Source text:
• • • • • • •

How is the categorical_crossentropy implemented in keras?

As an answer to "Do you happen to know what the epsilon and tf.clip_by_value is doing?",
it is ensuring that output != 0, because tf.log(0) returns a division by zero error.
(I don't have points to comment but thought I'd contribute)


I see that you used the tensorflow tag, so I guess this is the backend you are using?

def categorical_crossentropy(output, target, from_logits=False):
"""Categorical crossentropy between an output tensor and a target tensor.
# Arguments
    output: A tensor resulting from a softmax
        (unless `from_logits` is True, in which
        case `output` is expected to be the logits).
    target: A tensor of the same shape as `output`.
    from_logits: Boolean, whether `output` is the
        result of a softmax, or is a tensor of logits.
# Returns
    Output tensor.

• • • • • • •

To be done:
(A) In the Keras thread, what shape must the target tensor have?
(B) List each line in the records that contains the word "edges".

• • • • • • •

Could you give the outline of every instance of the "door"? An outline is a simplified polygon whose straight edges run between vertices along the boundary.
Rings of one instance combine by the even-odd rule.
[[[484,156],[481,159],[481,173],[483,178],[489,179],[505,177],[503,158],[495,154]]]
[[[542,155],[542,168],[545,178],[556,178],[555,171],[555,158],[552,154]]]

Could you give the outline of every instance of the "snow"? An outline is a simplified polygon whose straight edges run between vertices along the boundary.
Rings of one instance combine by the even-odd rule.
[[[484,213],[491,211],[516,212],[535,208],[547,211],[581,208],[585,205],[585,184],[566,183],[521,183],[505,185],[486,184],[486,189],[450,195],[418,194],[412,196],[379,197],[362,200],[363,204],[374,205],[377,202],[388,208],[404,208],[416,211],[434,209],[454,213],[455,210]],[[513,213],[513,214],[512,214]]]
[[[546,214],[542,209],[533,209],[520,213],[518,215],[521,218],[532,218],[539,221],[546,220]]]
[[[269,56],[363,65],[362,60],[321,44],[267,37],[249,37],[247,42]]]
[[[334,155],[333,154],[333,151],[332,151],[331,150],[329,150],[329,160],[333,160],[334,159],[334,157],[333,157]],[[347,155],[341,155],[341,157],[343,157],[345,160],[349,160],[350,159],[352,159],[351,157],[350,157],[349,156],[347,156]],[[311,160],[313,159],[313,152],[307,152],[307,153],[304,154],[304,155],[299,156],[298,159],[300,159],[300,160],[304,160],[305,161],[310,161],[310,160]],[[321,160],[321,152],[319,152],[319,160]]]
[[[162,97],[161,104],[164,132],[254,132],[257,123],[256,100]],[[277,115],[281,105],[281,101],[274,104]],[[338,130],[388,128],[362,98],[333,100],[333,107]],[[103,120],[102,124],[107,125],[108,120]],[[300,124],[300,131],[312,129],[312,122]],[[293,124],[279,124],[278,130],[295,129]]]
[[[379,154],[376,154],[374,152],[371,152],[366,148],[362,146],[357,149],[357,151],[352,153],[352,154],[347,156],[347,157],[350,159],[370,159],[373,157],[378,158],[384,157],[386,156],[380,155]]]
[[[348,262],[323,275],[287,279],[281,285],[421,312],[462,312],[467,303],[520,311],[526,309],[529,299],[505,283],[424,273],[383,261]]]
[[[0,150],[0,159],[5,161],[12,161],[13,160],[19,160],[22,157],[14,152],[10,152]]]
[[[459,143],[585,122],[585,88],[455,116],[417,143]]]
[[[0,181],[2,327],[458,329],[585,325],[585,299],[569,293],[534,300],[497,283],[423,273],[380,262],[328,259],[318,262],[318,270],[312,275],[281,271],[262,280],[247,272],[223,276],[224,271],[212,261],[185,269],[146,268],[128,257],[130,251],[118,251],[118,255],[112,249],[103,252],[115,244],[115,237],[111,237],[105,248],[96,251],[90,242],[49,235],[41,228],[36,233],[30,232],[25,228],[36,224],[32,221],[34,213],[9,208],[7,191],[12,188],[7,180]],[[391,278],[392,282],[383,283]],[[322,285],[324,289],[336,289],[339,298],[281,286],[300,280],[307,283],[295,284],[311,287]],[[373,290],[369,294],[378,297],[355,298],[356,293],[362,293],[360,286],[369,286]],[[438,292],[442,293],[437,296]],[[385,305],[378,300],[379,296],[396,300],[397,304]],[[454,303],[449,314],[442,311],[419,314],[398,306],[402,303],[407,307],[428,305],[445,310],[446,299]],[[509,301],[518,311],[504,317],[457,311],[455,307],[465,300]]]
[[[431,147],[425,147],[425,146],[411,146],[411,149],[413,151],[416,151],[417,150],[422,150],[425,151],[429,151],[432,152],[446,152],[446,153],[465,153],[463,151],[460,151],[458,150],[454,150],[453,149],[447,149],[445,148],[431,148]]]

• • • • • • •

Answers for the tasks:
(A) The target tensor must have the same shape as `output`.

(B)
Could you give the outline of every instance of the "door"? An outline is a simplified polygon whose straight edges run between vertices along the boundary.
Could you give the outline of every instance of the "snow"? An outline is a simplified polygon whose straight edges run between vertices along the boundary.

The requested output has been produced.